• [WHAT THIS TASK INVOLVES] Complete, exact copies of all entries are needed.

• [EXTRACTED RECORDS]
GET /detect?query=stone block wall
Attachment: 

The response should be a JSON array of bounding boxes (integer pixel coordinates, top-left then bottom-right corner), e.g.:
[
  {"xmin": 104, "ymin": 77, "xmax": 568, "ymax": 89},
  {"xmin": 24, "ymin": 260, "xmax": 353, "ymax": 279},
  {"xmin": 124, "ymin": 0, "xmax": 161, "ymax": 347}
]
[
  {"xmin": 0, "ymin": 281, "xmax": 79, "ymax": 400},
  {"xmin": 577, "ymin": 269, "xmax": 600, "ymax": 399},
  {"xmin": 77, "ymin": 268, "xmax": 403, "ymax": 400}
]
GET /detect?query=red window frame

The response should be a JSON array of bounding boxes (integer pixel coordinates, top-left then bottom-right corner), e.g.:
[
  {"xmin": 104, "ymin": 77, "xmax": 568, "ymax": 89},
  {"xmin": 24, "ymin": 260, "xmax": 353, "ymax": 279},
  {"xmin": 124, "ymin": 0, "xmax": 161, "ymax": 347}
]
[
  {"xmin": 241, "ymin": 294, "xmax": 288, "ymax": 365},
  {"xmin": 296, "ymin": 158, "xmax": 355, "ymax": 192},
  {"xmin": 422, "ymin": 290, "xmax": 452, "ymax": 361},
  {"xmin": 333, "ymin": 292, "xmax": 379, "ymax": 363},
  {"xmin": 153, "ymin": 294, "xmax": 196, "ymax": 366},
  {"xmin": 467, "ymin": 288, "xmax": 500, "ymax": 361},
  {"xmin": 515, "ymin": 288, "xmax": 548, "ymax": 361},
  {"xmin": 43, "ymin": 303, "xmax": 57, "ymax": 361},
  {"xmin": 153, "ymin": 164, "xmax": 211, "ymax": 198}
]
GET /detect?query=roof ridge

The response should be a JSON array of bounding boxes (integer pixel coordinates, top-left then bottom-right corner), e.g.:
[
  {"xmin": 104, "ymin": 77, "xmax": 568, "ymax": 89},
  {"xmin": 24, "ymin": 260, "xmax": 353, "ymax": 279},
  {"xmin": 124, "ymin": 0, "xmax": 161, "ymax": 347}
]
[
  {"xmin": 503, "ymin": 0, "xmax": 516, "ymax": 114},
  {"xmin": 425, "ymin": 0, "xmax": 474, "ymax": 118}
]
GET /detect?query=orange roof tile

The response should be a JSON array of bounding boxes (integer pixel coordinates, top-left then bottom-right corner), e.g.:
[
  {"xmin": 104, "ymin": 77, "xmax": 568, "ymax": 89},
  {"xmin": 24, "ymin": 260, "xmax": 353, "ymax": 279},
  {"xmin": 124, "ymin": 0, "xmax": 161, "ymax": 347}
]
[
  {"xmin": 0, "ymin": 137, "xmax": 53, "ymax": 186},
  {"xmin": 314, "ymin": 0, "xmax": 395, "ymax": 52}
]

• [RESPONSE BELOW]
GET /detect?query=stone block wall
Attachment: 

The response should be a JSON array of bounding boxes (integer pixel coordinates, top-left then bottom-right corner), e.g.:
[
  {"xmin": 104, "ymin": 77, "xmax": 568, "ymax": 89},
  {"xmin": 24, "ymin": 260, "xmax": 353, "ymax": 279},
  {"xmin": 124, "ymin": 0, "xmax": 161, "ymax": 347}
]
[
  {"xmin": 0, "ymin": 281, "xmax": 79, "ymax": 400},
  {"xmin": 577, "ymin": 269, "xmax": 600, "ymax": 399},
  {"xmin": 77, "ymin": 268, "xmax": 403, "ymax": 400}
]
GET /detect?query=red window frame

The response should be a JSON array of bounding boxes (integer pixel coordinates, top-left then bottom-right corner), e.g.:
[
  {"xmin": 104, "ymin": 77, "xmax": 568, "ymax": 89},
  {"xmin": 24, "ymin": 260, "xmax": 353, "ymax": 279},
  {"xmin": 124, "ymin": 0, "xmax": 161, "ymax": 347}
]
[
  {"xmin": 241, "ymin": 294, "xmax": 288, "ymax": 365},
  {"xmin": 296, "ymin": 158, "xmax": 355, "ymax": 192},
  {"xmin": 422, "ymin": 290, "xmax": 452, "ymax": 361},
  {"xmin": 333, "ymin": 292, "xmax": 379, "ymax": 363},
  {"xmin": 153, "ymin": 294, "xmax": 196, "ymax": 366},
  {"xmin": 467, "ymin": 288, "xmax": 500, "ymax": 361},
  {"xmin": 515, "ymin": 288, "xmax": 548, "ymax": 361},
  {"xmin": 43, "ymin": 303, "xmax": 57, "ymax": 361},
  {"xmin": 153, "ymin": 164, "xmax": 211, "ymax": 198}
]
GET /detect?query=roof ridge

The response should be a JSON array of bounding boxes (integer pixel coordinates, top-left then bottom-right corner), e.g.:
[
  {"xmin": 104, "ymin": 77, "xmax": 568, "ymax": 89},
  {"xmin": 24, "ymin": 260, "xmax": 353, "ymax": 279},
  {"xmin": 124, "ymin": 0, "xmax": 161, "ymax": 347}
]
[
  {"xmin": 503, "ymin": 0, "xmax": 516, "ymax": 114},
  {"xmin": 425, "ymin": 0, "xmax": 474, "ymax": 118}
]
GET /detect?query=orange roof tile

The response should be a JSON array of bounding boxes (integer pixel coordinates, top-left then bottom-right corner), e.g.:
[
  {"xmin": 104, "ymin": 77, "xmax": 568, "ymax": 89},
  {"xmin": 24, "ymin": 260, "xmax": 353, "ymax": 279},
  {"xmin": 124, "ymin": 0, "xmax": 161, "ymax": 347}
]
[
  {"xmin": 0, "ymin": 137, "xmax": 53, "ymax": 186},
  {"xmin": 314, "ymin": 0, "xmax": 395, "ymax": 52}
]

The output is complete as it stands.